* **GOAL OF THE EXERCISE**: Output all of the entries exactly as they are given.

* **Extracted data entries**:
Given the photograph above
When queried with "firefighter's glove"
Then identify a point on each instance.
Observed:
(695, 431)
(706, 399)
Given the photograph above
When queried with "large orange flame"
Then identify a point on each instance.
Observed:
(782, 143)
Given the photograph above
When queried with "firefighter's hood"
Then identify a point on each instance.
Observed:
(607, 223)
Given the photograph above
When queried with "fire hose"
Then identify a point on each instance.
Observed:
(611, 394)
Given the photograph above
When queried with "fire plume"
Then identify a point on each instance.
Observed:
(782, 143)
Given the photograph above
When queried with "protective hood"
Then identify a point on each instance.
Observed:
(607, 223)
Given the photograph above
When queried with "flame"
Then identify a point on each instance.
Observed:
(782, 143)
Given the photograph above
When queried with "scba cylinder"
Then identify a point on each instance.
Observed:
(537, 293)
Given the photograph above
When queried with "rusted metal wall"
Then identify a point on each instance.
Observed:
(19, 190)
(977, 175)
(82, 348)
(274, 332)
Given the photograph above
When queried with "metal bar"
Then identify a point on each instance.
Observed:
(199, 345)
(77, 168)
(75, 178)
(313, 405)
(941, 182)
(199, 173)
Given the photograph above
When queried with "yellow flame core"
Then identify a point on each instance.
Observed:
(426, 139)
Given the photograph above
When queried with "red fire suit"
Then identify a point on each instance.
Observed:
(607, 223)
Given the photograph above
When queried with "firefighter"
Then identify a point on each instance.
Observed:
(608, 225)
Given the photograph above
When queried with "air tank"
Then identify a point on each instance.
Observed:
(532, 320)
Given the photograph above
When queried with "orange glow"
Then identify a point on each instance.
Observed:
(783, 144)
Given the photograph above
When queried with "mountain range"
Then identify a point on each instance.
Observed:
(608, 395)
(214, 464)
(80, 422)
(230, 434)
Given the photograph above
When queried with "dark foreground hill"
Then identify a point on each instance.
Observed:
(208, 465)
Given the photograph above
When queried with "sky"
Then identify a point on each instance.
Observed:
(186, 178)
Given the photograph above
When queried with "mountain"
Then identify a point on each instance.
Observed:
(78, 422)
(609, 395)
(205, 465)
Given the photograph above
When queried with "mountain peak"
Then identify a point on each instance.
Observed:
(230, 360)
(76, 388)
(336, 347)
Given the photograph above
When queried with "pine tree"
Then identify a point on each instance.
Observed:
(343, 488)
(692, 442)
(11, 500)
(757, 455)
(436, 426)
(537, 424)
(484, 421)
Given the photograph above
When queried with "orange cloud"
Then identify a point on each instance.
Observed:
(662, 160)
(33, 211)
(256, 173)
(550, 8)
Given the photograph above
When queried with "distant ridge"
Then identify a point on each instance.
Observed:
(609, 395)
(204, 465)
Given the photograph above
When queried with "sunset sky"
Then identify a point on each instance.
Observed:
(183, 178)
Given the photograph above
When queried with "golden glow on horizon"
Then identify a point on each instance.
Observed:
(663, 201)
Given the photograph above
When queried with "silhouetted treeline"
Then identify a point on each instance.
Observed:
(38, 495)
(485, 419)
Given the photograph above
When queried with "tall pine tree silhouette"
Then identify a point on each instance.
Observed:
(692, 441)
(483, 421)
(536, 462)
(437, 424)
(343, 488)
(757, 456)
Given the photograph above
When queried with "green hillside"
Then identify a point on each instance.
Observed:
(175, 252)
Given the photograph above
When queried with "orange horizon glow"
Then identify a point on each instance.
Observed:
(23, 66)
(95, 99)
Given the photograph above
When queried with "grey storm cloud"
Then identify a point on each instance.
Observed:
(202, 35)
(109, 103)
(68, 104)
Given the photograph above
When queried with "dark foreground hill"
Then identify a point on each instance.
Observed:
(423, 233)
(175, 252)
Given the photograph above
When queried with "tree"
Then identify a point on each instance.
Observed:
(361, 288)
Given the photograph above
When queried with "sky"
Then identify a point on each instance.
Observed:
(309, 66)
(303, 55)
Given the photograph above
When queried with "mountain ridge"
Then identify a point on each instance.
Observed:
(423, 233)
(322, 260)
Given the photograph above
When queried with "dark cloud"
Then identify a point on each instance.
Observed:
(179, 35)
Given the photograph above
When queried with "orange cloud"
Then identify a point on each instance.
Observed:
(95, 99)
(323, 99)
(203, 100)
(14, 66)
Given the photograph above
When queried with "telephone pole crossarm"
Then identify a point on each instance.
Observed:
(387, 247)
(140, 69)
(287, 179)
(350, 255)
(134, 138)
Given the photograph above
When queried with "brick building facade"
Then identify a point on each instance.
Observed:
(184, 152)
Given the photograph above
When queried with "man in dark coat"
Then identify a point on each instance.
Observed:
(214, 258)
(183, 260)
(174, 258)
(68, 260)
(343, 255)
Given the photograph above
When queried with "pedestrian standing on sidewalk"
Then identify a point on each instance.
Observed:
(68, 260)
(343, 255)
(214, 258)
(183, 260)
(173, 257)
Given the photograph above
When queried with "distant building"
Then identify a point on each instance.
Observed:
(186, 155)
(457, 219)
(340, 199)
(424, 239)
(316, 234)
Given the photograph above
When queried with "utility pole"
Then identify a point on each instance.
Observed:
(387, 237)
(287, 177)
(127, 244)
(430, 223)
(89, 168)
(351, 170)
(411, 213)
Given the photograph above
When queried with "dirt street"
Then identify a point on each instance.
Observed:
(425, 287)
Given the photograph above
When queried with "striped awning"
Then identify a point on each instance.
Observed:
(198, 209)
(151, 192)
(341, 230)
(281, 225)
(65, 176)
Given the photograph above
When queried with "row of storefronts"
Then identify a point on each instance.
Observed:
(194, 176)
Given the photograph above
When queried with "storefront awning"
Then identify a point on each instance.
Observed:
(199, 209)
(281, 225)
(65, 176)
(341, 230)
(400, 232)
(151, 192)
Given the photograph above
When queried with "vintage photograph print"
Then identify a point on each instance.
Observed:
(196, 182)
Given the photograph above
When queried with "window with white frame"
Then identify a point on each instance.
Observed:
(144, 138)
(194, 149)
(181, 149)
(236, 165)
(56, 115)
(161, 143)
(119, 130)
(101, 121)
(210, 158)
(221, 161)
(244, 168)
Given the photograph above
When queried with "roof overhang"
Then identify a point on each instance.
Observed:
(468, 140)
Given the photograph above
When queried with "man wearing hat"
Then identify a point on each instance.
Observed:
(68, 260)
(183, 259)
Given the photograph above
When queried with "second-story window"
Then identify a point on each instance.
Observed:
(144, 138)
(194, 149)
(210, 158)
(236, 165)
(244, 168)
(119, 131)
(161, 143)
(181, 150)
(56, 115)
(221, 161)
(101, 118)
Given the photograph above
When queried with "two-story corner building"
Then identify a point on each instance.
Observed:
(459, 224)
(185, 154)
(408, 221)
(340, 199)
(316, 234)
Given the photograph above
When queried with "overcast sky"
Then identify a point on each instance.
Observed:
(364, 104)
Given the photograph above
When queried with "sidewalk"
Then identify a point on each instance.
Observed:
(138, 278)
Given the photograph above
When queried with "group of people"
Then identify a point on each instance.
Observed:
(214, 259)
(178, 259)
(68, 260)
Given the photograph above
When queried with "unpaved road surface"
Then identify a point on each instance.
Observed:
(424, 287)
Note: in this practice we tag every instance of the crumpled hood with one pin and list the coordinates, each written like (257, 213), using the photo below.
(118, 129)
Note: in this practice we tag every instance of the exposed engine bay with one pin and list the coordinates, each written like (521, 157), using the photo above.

* **ANSWER AREA**:
Given the photograph above
When queried with "firefighter's glove"
Then identify a point on each instance.
Observed:
(695, 431)
(706, 399)
Given the photograph above
When queried with "large orange flame"
Then identify a point on each instance.
Observed:
(782, 143)
Given the photograph above
When queried with "firefighter's hood"
Then identify a point on each instance.
Observed:
(607, 223)
Given the photograph above
When queried with "fire hose"
Then identify a point on each instance.
Observed:
(611, 394)
Given the photograph above
When queried with "fire plume"
Then identify a point on each instance.
Observed:
(782, 143)
Given the photograph above
When queried with "protective hood"
Then identify a point on each instance.
Observed:
(607, 223)
Given the photograph above
When queried with "flame"
Then identify a point on each instance.
Observed:
(782, 143)
Given the photograph above
When queried with "scba cylinder"
Then identify a point on each instance.
Observed:
(537, 293)
Given the photograph above
When queried with "rusted metal wall"
Then identify a point on each instance.
Observed:
(19, 190)
(977, 175)
(82, 348)
(274, 332)
Given the photograph above
When queried with "metal bar"
Then identify a point on each instance.
Observed:
(199, 345)
(77, 168)
(75, 178)
(313, 405)
(941, 182)
(199, 173)
Given the photograph above
When queried with "yellow flame core"
Then identify a point on each instance.
Observed:
(426, 139)
Given the photograph above
When queried with "red fire suit"
Then identify a point on each instance.
Observed:
(607, 223)
Given the photograph above
When queried with "firefighter"
Then identify a point on each instance.
Observed:
(608, 225)
Given the photograph above
When queried with "air tank"
Then identify a point on each instance.
Observed:
(532, 320)
Given the photograph above
When queried with "orange glow"
Then identify a point on each instance.
Observed:
(783, 144)
Given the photograph above
When queried with "mountain range"
Then identify a point on each instance.
Observed:
(608, 395)
(214, 464)
(80, 422)
(230, 434)
Given the photograph above
When queried with "dark foreground hill"
Then identify a point on each instance.
Observed:
(208, 465)
Given the photograph above
When queried with "sky"
Then identify a point on each instance.
Observed:
(186, 178)
Given the photograph above
When queried with "mountain"
Then identify a point on each instance.
Observed:
(78, 422)
(609, 395)
(205, 465)
Given the photograph above
When queried with "mountain peak"
Then identify a point on each instance.
Observed:
(230, 360)
(76, 388)
(336, 347)
Given the photograph above
When queried with "pine tree"
Then identify a point on each instance.
Observed:
(343, 488)
(692, 442)
(11, 500)
(757, 455)
(436, 426)
(537, 424)
(484, 421)
Given the photograph above
When queried with "orange cloud"
Then identify a point on each instance.
Observed:
(662, 160)
(33, 211)
(256, 173)
(550, 8)
Given the photograph above
When queried with "distant ridge"
Then identify a point on each instance.
Observed:
(609, 395)
(204, 465)
Given the photograph above
When queried with "sunset sky"
Then identify a point on each instance.
Observed:
(183, 178)
Given the photograph above
When queried with "golden glow on horizon"
Then identify a point on each instance.
Observed:
(663, 201)
Given the photograph above
When queried with "silhouetted treeline"
Then identify a point on each instance.
Observed:
(38, 495)
(485, 419)
Given the photograph above
When queried with "tall pine tree silhouette"
Then identify a point on each instance.
Observed:
(692, 441)
(483, 421)
(536, 462)
(437, 424)
(343, 488)
(757, 456)
Given the photograph above
When queried with "green hillside"
Then identify a point on each instance.
Observed:
(175, 252)
Given the photograph above
When queried with "orange horizon glow"
Then identify a point on each instance.
Observed:
(23, 66)
(95, 99)
Given the photograph above
When queried with "grey storm cloud"
Then identify a point on each instance.
Observed:
(202, 35)
(109, 103)
(68, 104)
Given the photograph above
When queried with "dark foreground hill"
Then identify a point on each instance.
Observed:
(423, 233)
(175, 252)
Given the photograph above
When queried with "tree"
Then identify a point on each instance.
Observed:
(361, 288)
Given the photograph above
When queried with "sky"
Then identify a point on each instance.
Observed:
(309, 66)
(303, 55)
Given the photograph above
When queried with "mountain ridge"
Then identify a point on each instance.
Observed:
(423, 233)
(322, 260)
Given the photograph above
When queried with "dark cloud"
Then identify a point on each instance.
Observed:
(179, 35)
Given the photograph above
When queried with "orange cloud"
Then identify a point on each instance.
Observed:
(95, 99)
(323, 99)
(203, 100)
(14, 66)
Given the photograph above
When queried with "telephone pole crossarm"
Then identify a point on each instance.
Observed:
(387, 247)
(140, 69)
(287, 179)
(350, 255)
(134, 138)
Given the photograph above
When queried with "brick building facade"
Then identify a point on each instance.
Observed:
(184, 152)
Given the photograph above
When queried with "man in dark coat"
Then identify a point on each instance.
Observed:
(214, 258)
(183, 260)
(174, 258)
(68, 260)
(343, 255)
Given the photograph above
When queried with "pedestrian standing on sidewalk"
Then identify a point on each instance.
Observed:
(68, 260)
(343, 255)
(214, 258)
(183, 260)
(173, 257)
Given the photograph above
When queried with "distant building"
Then identify a point on each instance.
Observed:
(186, 155)
(457, 219)
(340, 199)
(424, 239)
(316, 234)
Given the photograph above
When queried with "utility pole"
Then identify a point on each instance.
Observed:
(387, 237)
(287, 177)
(127, 244)
(430, 223)
(89, 168)
(351, 170)
(411, 213)
Given the photograph above
When queried with "dirt street"
Then identify a point on each instance.
Observed:
(425, 287)
Given the photograph above
When queried with "striped awning"
Then identify a point on each instance.
Observed:
(198, 209)
(151, 192)
(341, 230)
(281, 225)
(65, 176)
Given the photograph above
When queried with "row of storefronts"
Then identify a point on each instance.
Observed:
(194, 176)
Given the photograph above
When queried with "storefront awning"
Then identify a point on each instance.
Observed:
(199, 209)
(281, 225)
(65, 176)
(341, 230)
(400, 232)
(151, 192)
Given the photograph above
When queried with "vintage photograph print"
Then identify a point on each instance.
Observed:
(196, 182)
Given the photograph above
When queried with "window with white frame"
Then identify a point on each instance.
Observed:
(144, 138)
(194, 149)
(181, 149)
(236, 165)
(56, 115)
(161, 143)
(119, 130)
(101, 121)
(210, 158)
(221, 161)
(244, 168)
Given the photograph above
When queried with "roof overhang"
Then identify a point on each instance.
Observed:
(468, 140)
Given the photograph above
When queried with "man wearing hat"
Then identify a point on each instance.
Observed:
(68, 260)
(183, 259)
Given the photograph above
When queried with "second-story window"
Then identify a point on each instance.
Observed:
(144, 138)
(194, 149)
(210, 158)
(236, 165)
(244, 168)
(119, 131)
(161, 143)
(181, 150)
(56, 115)
(221, 161)
(101, 118)
Given the photograph above
When queried with "two-story corner building"
Then identify a point on each instance.
Observed:
(459, 224)
(185, 154)
(408, 221)
(340, 199)
(316, 234)
Given the photograph above
When queried with "overcast sky"
Then identify a point on each instance.
Observed:
(364, 104)
Given the photograph above
When queried with "sidewalk"
Then identify a point on each instance.
Observed:
(138, 278)
Given the photograph above
When queried with "group of people"
Then identify a point on each instance.
Observed:
(214, 259)
(178, 259)
(68, 260)
Given the photograph above
When queried with "unpaved road surface"
Then identify a point on each instance.
Observed:
(424, 287)
Note: in this practice we tag every instance of the crumpled hood with one pin and list the coordinates, each written like (257, 213), using the photo below.
(118, 129)
Note: in this practice we tag every instance of the exposed engine bay with one pin and list the coordinates, each written like (521, 157), using the photo above.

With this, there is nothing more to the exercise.